■ Aim of the task:
Reproduce the listing below exactly, from the line containing "of the female" down to the end of the listing, with both ends included.
— Start —
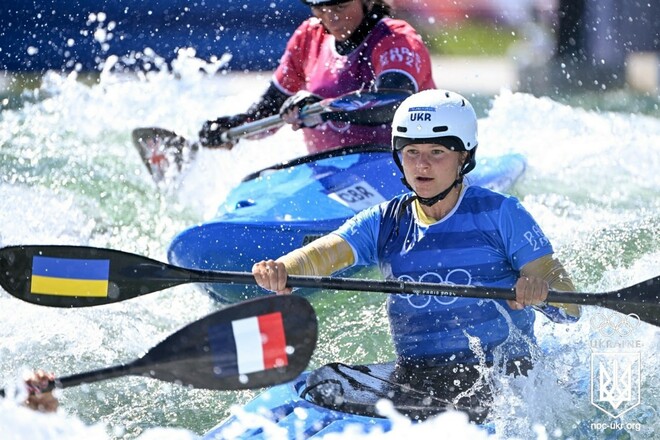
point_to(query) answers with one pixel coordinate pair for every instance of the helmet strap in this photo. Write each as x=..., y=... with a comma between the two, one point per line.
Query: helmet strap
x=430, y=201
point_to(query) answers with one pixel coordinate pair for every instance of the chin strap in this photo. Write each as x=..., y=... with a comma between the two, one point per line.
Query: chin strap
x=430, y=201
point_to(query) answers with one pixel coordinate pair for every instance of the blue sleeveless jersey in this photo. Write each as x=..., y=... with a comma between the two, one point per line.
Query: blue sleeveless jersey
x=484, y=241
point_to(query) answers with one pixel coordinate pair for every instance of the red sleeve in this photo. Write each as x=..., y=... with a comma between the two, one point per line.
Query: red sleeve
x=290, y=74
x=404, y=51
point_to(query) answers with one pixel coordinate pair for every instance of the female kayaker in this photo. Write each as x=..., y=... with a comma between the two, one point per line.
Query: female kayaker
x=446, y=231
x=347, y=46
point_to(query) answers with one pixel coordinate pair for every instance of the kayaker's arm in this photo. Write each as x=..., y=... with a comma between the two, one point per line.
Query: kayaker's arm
— End —
■ Exercise response:
point_to(query) answers with one pixel coordinate pair for every instance of the female kayaker in this photo. Write each as x=..., y=... with a comma between the two, one point per line.
Query: female kayaker
x=446, y=231
x=347, y=46
point_to(query) answers with one pixel coordinate pair for every instance of the kayaker's arm in this photo. Write each as x=..., y=... with a comma between the two, one point per line.
Query: kayaker's arm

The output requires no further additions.